[Extracted data entries]
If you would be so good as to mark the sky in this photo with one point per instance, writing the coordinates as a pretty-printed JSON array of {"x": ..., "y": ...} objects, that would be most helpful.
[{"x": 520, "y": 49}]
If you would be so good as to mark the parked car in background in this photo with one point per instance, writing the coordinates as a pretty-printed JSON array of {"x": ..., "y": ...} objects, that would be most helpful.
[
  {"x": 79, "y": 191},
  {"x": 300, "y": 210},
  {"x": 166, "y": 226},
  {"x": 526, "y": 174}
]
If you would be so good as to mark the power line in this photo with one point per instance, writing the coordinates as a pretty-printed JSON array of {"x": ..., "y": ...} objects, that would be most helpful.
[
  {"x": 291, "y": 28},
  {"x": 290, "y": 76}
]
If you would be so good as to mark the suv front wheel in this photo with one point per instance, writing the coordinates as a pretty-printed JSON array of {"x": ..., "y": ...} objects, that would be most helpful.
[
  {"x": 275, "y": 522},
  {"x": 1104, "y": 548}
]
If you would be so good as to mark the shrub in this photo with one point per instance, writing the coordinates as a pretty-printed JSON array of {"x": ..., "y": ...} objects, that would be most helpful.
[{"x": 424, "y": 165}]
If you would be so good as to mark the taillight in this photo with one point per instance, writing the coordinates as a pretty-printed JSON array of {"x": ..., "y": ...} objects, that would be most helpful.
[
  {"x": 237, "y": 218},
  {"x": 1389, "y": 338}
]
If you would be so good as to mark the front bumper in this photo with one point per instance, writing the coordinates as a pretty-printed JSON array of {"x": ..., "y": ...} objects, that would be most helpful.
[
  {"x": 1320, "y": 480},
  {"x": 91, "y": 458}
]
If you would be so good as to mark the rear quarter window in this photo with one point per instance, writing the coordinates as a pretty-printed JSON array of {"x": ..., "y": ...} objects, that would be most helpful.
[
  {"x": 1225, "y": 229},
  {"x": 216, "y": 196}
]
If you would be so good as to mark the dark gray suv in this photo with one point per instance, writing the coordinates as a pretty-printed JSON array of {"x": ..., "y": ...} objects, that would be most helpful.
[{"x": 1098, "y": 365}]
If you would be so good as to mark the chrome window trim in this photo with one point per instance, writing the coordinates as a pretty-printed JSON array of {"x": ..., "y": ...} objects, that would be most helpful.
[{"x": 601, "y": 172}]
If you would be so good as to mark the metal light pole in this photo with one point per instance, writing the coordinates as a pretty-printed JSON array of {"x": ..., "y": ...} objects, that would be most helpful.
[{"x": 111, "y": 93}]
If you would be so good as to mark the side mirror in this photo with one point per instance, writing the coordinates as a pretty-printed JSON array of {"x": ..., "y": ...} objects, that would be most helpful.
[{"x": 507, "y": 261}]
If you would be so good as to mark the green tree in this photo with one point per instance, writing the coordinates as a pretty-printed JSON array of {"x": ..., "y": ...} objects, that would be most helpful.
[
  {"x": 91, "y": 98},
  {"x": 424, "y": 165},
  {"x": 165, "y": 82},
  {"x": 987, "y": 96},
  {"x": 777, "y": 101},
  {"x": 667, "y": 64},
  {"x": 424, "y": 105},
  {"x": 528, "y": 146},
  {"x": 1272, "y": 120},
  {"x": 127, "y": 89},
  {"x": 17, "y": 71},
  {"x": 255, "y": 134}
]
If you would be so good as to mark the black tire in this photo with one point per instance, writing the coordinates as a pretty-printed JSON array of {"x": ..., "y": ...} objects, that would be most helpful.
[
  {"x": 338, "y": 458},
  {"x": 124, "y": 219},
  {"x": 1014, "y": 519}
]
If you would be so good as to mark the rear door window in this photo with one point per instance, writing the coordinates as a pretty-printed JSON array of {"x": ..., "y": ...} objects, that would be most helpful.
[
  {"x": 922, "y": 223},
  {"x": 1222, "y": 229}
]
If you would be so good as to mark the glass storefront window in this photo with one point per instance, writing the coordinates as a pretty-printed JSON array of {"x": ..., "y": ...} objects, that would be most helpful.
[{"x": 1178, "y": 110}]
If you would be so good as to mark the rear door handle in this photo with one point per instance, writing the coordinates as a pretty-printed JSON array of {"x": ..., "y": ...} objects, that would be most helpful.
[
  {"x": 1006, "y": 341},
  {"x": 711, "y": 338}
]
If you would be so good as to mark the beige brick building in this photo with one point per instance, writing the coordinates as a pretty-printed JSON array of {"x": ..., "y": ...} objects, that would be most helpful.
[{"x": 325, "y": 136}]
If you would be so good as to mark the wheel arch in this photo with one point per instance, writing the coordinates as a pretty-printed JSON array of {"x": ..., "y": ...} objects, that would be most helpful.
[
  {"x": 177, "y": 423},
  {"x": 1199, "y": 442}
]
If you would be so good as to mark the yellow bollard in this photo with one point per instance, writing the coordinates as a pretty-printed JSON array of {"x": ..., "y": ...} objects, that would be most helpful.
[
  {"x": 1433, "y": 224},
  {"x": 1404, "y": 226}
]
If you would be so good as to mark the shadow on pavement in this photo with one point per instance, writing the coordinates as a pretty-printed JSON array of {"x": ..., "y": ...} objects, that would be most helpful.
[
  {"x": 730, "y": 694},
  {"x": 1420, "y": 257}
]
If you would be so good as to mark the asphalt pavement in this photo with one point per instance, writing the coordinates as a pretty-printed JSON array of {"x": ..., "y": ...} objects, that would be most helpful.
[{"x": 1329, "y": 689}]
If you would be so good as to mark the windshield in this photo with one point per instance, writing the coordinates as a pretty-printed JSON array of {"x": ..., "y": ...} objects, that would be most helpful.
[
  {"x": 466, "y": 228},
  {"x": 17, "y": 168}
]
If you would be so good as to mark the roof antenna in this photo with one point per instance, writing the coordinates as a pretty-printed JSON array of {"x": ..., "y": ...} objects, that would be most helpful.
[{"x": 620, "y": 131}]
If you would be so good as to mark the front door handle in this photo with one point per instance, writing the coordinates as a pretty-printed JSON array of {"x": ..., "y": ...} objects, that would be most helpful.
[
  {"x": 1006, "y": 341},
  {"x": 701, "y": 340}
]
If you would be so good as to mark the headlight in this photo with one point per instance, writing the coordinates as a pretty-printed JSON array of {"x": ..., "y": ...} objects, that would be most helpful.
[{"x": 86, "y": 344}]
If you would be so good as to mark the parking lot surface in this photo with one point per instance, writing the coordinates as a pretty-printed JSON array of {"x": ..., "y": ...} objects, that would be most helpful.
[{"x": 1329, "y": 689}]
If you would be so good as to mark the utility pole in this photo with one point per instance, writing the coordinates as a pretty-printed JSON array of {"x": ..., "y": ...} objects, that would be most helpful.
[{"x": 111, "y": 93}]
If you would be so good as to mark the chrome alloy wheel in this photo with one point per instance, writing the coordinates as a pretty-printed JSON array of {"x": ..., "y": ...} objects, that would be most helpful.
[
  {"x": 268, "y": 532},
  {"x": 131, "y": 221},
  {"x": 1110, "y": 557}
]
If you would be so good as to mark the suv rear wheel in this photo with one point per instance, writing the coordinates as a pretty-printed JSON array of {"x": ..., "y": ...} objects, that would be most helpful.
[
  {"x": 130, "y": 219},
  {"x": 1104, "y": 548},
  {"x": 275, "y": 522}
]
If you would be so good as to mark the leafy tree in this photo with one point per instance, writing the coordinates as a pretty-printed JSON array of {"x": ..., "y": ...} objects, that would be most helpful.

THE TASK =
Transcribe the full set of records without altering a single character.

ANSWER TO THIS EXERCISE =
If you would be so good as to mark the sky in this photo with one point per instance, writing the coordinates as a pretty-printed JSON array of {"x": ..., "y": ...} objects, that would be most helpful.
[{"x": 520, "y": 49}]
If you would be so good as to mark the parked car in background in this photo with one point per instance, writing the coordinates as a pretty-printed JSON array of {"x": ..., "y": ...} objects, that would be most helpful.
[
  {"x": 79, "y": 191},
  {"x": 300, "y": 210},
  {"x": 166, "y": 226},
  {"x": 526, "y": 174}
]
If you would be so good as to mark the power line in this photo with one point per instance, writing the coordinates as a pretty-printed JSON array of {"x": ..., "y": ...} objects, that would be most helpful.
[
  {"x": 291, "y": 28},
  {"x": 290, "y": 76}
]
If you would be so good as to mark the suv front wheel in this photo with one point per instance, writing the coordinates as a pretty-printed JSON array of {"x": ..., "y": ...} objects, that would be most helpful.
[
  {"x": 275, "y": 522},
  {"x": 1104, "y": 548}
]
If you would be so good as to mark the shrub in this photo with one point per instance, writing the coordinates as a pretty-printed JSON array of {"x": ..., "y": ...} objects, that would be most helpful.
[{"x": 424, "y": 165}]
If you would be so good as to mark the taillight in this photo with one point per instance, writing the coordinates as a pretty-printed JSON array of {"x": ..., "y": ...} objects, that would be most helpful.
[
  {"x": 237, "y": 218},
  {"x": 1389, "y": 338}
]
If you would be so good as to mark the front bumper in this photo with one point per instance, writing the coordinates as a pretty-printed JSON array of {"x": ..., "y": ...} objects, that would be most helpful.
[
  {"x": 1320, "y": 480},
  {"x": 91, "y": 458}
]
If you would be so good as to mark the rear quarter window in this photo with one point per instance, writing the coordinates as a pretty-printed JSON array of {"x": ..., "y": ...} objects, that would be most helpful.
[
  {"x": 1225, "y": 229},
  {"x": 216, "y": 196}
]
If you would be so good as to mark the dark gray suv in this photo with one point per instance, writing the coordinates as a pretty-printed JSON array of {"x": ..., "y": ...} objects, that would be most helpful.
[{"x": 1098, "y": 365}]
If you would be so good as to mark the chrome window trim in this photo with one point per instance, writing the coordinates as a pretty-printed JSON array of {"x": ..., "y": ...} objects, that would be most helpful.
[{"x": 601, "y": 172}]
If you would be so good as to mark the metal light pole in this photo with one point per instance, writing the coordinates as a pretty-printed JSON array of {"x": ..., "y": ...} objects, that would be most helpful.
[{"x": 111, "y": 93}]
If you would be so good as to mark the side mirror in this photo with one point per instance, writing the coordinates as a pretty-printed JSON array of {"x": ..., "y": ...} objects, that would be most helpful.
[{"x": 507, "y": 261}]
If you would be so good as to mark the green tree in this photo with one point per instance, writing the coordinates as a pretty-printed JSON array of {"x": ..., "y": ...} objects, that would be most helpful.
[
  {"x": 91, "y": 98},
  {"x": 424, "y": 165},
  {"x": 165, "y": 82},
  {"x": 987, "y": 96},
  {"x": 777, "y": 101},
  {"x": 667, "y": 64},
  {"x": 424, "y": 105},
  {"x": 528, "y": 146},
  {"x": 1272, "y": 120},
  {"x": 127, "y": 89},
  {"x": 17, "y": 71},
  {"x": 255, "y": 134}
]
If you would be so good as to mark the black tire in this photo with one point per instance, writing the coordinates as a pretty-printed JSON array of {"x": ..., "y": ...} objects, that would be most helpful.
[
  {"x": 338, "y": 458},
  {"x": 124, "y": 219},
  {"x": 1014, "y": 519}
]
If you would be so good as to mark the rear door window in this photo with one point per instance, writing the coordinates as a pretty-printed JSON array of {"x": ..., "y": ...} objects, that would be most helpful.
[
  {"x": 922, "y": 223},
  {"x": 1222, "y": 229}
]
If you would be so good as to mark the glass storefront window in this photo with one point per instance, writing the coordinates as a pretty-printed JSON array of {"x": ..., "y": ...} objects, that would be most helpful.
[{"x": 1178, "y": 110}]
If you would be so good as to mark the rear door handle in this photo with one point per instance, writing the coordinates as a pretty-printed JSON array of {"x": ..., "y": ...} objects, that would be most helpful.
[
  {"x": 1006, "y": 341},
  {"x": 711, "y": 338}
]
If you would be so good as to mark the beige brick building in this photo with one point per instance, writing the coordinates as a pretty-printed JSON array of {"x": ..., "y": ...} objects, that would be most helpful.
[{"x": 325, "y": 136}]
If you would be so good as to mark the wheel arch in this photo with one point per instance, writing the coordinates as a pretty-printed JSON array of {"x": ..., "y": ...} objects, that would be most helpful.
[
  {"x": 177, "y": 423},
  {"x": 1199, "y": 442}
]
If you would be so good as to mark the yellow bollard in this photo with one point per instance, writing the coordinates as a pretty-printed JSON array of {"x": ..., "y": ...} objects, that would be most helpful.
[
  {"x": 1433, "y": 224},
  {"x": 1404, "y": 226}
]
If you would be so good as to mark the shadow on pavement in this photo with one point per instance, writing the coordinates as a pretty-printed JSON array of {"x": ..., "y": ...} objects, that would be most helpful.
[
  {"x": 730, "y": 694},
  {"x": 1420, "y": 257}
]
If you would be so good as to mark the asphalt pavement in this photo with one point per instance, writing the coordinates as a pretty-printed JSON array of {"x": ..., "y": ...} objects, that would be most helpful.
[{"x": 1329, "y": 689}]
If you would be so good as to mark the windshield in this photo with one point per instance, writing the coordinates as a pretty-printed JSON array of {"x": ..., "y": ...} objects, that would be most helpful.
[
  {"x": 466, "y": 228},
  {"x": 17, "y": 168}
]
If you would be so good as to mark the roof antenna in this photo with one point per instance, writing the coordinates as a pretty-printed JSON array of {"x": ..., "y": ...} objects, that would be most helpful.
[{"x": 620, "y": 131}]
If you would be so good as to mark the front door handle in this photo with one point per instance, writing the coordinates as a pretty-printed JSON array of {"x": ..., "y": ...} objects, that would be most helpful.
[
  {"x": 1006, "y": 341},
  {"x": 701, "y": 340}
]
If you would be so good as to mark the headlight in this photo with one point per instance, writing the coordinates as a pretty-printed JSON array of {"x": ..., "y": ...} objects, that would be most helpful.
[{"x": 86, "y": 344}]
If you would be so good as to mark the parking lot surface in this photo with one point per instance, writing the coordinates as a pretty-printed JSON array of {"x": ..., "y": ...} objects, that would be most helpful.
[{"x": 1329, "y": 689}]
If you would be so good as to mark the utility pole in this photo with one point per instance, writing the coordinates as a pretty-printed JSON array of {"x": ..., "y": ...} objects, that would be most helpful.
[{"x": 111, "y": 93}]
If you would be so good as to mark the chrome alloy wheel in this photo with one point per instance, writing the coordinates as a pretty-printed JSON array of {"x": ..., "y": ...} objects, that would be most helpful.
[
  {"x": 268, "y": 532},
  {"x": 131, "y": 221},
  {"x": 1110, "y": 557}
]
If you would be so good as to mark the suv rear wheel in this photo with one point per instance, writing the coordinates as a pretty-printed JSON array of {"x": ..., "y": ...} objects, that would be most helpful.
[
  {"x": 130, "y": 219},
  {"x": 1104, "y": 548},
  {"x": 275, "y": 522}
]
If you would be so good as to mark the leafy tree in this photo with one point per instance, writing the coordinates as a pretty-printed JSON array of {"x": ..., "y": ...} objects, that would be most helpful.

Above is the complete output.